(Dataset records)
·····

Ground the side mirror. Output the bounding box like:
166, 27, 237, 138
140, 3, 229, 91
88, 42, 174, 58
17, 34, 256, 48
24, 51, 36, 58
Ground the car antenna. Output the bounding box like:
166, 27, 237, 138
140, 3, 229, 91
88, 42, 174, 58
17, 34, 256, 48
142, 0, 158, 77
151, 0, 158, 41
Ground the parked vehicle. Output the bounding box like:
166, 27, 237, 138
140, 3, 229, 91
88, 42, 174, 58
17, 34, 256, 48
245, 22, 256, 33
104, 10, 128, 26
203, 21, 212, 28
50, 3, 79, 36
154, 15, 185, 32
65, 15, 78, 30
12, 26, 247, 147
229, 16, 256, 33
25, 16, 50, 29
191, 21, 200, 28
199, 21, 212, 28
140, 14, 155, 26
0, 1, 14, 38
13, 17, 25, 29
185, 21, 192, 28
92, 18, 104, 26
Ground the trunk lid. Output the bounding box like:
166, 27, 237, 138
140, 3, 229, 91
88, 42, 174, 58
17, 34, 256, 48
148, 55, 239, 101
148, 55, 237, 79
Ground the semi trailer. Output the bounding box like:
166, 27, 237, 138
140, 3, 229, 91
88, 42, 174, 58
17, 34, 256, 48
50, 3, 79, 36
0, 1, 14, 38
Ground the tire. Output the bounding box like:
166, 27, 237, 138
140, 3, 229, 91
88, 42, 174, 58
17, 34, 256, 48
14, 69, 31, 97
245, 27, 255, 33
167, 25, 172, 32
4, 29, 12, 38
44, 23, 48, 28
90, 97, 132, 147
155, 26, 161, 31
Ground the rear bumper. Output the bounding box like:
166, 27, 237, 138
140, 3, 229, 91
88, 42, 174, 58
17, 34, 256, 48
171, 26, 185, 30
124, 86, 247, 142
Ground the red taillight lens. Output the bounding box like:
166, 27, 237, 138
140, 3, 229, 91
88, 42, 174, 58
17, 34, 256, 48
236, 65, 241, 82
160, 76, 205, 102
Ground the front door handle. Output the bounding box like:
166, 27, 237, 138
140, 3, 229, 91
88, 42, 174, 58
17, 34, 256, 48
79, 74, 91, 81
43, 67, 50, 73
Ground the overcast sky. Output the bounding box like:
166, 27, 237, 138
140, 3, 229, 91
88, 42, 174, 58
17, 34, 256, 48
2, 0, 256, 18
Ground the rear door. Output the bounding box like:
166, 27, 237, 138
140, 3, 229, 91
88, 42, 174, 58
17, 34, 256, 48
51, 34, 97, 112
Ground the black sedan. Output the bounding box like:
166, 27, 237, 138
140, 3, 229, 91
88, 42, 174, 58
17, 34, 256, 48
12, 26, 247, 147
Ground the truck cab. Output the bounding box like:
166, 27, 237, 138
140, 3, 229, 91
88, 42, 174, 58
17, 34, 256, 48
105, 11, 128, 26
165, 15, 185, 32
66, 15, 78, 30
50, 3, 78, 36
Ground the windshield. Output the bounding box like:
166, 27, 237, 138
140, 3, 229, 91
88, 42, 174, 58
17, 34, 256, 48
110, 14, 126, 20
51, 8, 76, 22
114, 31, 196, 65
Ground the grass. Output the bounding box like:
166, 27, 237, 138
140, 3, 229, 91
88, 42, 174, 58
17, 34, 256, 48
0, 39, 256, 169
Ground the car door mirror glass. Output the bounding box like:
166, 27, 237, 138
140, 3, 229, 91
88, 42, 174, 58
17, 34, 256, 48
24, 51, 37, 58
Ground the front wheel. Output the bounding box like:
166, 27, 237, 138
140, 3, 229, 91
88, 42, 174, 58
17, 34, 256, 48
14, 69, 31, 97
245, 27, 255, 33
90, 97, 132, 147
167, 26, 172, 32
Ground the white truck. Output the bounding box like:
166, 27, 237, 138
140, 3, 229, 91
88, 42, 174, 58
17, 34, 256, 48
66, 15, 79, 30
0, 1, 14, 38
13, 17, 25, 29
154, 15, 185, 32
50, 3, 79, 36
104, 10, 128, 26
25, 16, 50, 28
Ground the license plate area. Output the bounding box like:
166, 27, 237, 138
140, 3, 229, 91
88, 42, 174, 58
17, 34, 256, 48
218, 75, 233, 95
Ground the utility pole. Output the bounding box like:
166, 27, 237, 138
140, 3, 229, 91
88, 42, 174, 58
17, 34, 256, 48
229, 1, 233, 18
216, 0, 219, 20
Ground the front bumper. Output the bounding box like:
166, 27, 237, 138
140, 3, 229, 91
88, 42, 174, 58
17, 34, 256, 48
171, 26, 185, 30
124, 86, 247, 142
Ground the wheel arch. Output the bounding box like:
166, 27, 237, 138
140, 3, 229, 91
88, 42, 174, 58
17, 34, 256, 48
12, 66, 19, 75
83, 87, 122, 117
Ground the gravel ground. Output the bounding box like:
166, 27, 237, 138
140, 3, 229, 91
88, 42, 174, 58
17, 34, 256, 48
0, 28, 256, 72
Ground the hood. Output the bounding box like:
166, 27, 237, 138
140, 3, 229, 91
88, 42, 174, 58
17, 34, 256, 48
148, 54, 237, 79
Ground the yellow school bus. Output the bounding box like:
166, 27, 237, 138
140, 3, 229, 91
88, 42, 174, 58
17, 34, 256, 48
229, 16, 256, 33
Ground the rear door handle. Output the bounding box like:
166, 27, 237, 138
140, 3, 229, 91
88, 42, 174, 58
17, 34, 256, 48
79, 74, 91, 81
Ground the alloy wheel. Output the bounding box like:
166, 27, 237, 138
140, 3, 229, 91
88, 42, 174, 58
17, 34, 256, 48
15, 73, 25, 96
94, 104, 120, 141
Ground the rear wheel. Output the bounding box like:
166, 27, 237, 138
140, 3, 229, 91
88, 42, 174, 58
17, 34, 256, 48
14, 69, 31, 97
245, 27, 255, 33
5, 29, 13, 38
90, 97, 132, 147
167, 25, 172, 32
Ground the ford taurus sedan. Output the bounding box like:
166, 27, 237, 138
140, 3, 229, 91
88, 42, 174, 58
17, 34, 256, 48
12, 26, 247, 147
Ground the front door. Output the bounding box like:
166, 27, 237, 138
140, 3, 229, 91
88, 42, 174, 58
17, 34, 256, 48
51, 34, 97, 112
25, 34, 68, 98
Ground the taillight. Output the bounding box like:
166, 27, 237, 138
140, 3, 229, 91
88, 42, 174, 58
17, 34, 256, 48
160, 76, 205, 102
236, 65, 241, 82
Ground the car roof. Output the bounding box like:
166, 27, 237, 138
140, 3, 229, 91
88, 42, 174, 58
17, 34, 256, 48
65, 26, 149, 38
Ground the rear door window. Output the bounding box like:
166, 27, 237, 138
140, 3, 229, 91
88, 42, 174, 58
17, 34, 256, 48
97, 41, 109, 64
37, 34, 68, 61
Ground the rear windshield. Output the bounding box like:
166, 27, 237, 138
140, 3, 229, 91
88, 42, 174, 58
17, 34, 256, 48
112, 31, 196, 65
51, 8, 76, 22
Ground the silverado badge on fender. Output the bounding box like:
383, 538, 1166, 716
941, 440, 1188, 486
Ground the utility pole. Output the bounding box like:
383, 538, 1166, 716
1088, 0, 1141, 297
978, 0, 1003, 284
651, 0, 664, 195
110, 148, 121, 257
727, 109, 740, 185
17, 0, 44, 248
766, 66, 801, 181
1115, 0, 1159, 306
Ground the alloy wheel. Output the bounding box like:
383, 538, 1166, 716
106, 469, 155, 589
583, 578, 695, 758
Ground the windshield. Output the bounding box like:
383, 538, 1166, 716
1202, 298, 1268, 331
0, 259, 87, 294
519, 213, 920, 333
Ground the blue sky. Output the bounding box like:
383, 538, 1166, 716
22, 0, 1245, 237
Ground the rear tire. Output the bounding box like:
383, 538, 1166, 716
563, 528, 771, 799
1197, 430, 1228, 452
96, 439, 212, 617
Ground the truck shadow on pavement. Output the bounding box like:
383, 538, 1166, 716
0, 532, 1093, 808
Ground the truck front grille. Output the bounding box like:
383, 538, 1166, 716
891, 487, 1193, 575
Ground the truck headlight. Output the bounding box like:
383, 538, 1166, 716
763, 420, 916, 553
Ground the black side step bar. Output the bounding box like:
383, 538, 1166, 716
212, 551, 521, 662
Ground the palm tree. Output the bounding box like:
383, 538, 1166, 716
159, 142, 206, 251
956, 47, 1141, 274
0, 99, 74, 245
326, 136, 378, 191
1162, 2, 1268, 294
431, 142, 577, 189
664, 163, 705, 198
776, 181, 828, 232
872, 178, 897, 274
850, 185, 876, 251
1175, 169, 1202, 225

·····

» WHAT THE TASK ASKS: Echo every line, unchanged, from the one containing "Ground the car door" down to the one containing "24, 51, 37, 58", including both of those lines.

» RESULT OF THIS TASK:
Ground the car door mirror glass. Output the bounding box like:
166, 27, 237, 138
140, 3, 229, 91
88, 42, 174, 58
17, 34, 256, 48
24, 51, 37, 58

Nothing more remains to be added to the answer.